▸ **Your goal**:
Starting at the line that contains "Question. Mark every instance of the blue plastic" and ending with the line that contains "x=271 y=368", rewrite the records with "dirt trail" changed to "gravel path" and everything else left as is. Give only those lines.

(Entries from a point annotation set)
★ ★ ★ ★ ★ ★ ★

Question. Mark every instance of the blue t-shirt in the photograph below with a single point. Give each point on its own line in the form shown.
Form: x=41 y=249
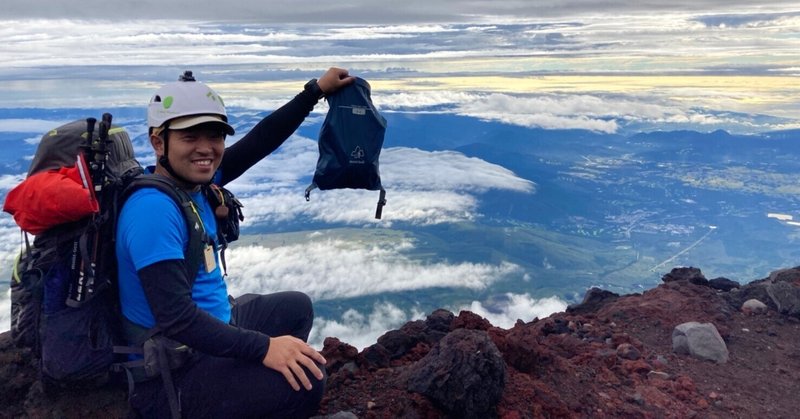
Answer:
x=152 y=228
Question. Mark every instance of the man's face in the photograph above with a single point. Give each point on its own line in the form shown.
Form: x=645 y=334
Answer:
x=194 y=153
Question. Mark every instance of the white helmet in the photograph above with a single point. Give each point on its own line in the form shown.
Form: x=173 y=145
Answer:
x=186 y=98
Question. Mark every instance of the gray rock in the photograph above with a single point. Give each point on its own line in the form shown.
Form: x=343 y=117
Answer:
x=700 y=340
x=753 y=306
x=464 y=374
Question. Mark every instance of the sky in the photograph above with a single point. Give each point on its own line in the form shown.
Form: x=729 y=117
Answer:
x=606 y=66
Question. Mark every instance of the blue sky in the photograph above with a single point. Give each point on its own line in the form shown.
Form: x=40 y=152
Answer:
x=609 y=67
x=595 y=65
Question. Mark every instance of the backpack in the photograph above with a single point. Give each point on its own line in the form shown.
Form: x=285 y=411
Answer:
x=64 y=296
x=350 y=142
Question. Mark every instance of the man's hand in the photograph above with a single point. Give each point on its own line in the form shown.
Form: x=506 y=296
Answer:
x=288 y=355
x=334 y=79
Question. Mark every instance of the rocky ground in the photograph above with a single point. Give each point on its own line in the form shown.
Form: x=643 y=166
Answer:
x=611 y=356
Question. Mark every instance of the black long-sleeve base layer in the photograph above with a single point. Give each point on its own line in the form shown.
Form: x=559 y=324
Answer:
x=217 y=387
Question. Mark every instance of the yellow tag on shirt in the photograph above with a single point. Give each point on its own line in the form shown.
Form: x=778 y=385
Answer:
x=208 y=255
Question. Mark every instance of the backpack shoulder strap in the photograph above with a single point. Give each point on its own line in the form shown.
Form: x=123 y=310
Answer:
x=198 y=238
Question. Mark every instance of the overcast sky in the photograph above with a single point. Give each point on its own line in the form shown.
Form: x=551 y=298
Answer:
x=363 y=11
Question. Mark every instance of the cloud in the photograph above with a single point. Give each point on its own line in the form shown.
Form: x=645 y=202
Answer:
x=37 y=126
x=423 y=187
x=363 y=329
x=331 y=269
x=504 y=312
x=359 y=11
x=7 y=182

★ ★ ★ ★ ★ ★ ★

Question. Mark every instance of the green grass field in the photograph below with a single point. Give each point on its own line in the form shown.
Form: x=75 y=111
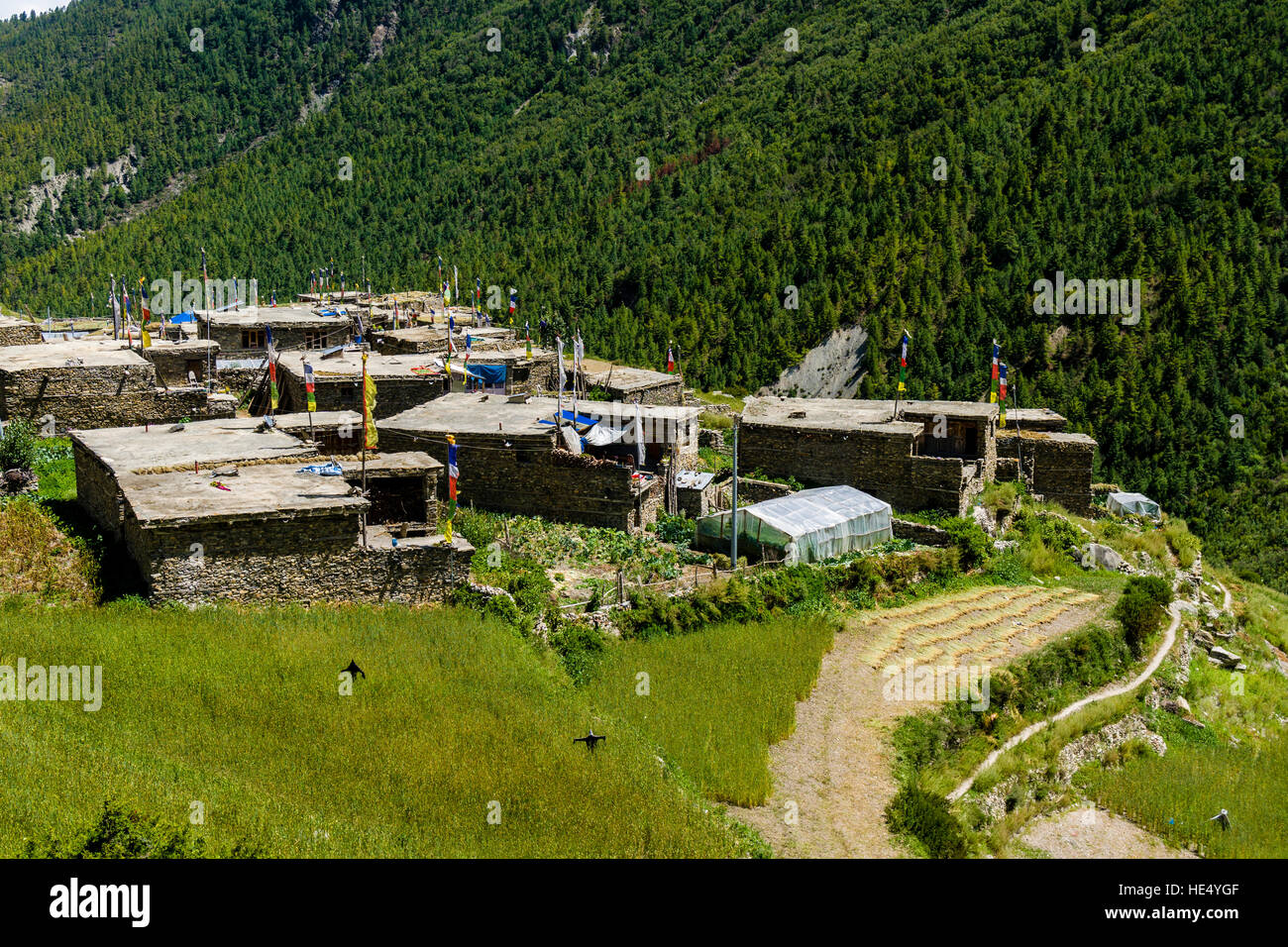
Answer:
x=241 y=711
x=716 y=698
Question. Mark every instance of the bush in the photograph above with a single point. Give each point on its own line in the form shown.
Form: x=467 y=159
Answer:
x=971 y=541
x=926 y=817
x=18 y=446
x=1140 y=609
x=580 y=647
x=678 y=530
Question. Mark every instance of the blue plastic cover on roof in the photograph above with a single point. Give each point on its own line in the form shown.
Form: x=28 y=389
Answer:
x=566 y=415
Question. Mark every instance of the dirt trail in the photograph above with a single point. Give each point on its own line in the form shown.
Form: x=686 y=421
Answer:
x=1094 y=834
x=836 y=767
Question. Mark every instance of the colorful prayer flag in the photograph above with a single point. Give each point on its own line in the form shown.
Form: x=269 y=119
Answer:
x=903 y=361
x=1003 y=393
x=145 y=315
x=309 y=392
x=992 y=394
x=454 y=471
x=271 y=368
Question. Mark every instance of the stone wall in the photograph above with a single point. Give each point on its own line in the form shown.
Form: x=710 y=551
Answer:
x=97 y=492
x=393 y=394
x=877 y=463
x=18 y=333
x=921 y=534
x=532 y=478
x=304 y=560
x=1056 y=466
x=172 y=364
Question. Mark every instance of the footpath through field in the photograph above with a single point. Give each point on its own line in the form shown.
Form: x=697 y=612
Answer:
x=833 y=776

★ ★ ★ ★ ★ ★ ★

▸ **Answer in full**:
Question. Mark every instance of the blue plastic cover on roof in the photograph above with a single point. Give each point on its own line in the form shown.
Form: x=28 y=389
Answer:
x=566 y=415
Question. Mark every instance of the gravel path in the photograph above with a single point. Give each point on its own line in the form shown.
Form: x=686 y=421
Answer:
x=1094 y=834
x=836 y=767
Question. Mark every instance of the colorful prayer flag in the photograph above with a single point. Give each point on its own line in the form shown.
Form: x=269 y=119
Answer:
x=903 y=361
x=1003 y=393
x=145 y=315
x=309 y=392
x=992 y=394
x=454 y=471
x=271 y=368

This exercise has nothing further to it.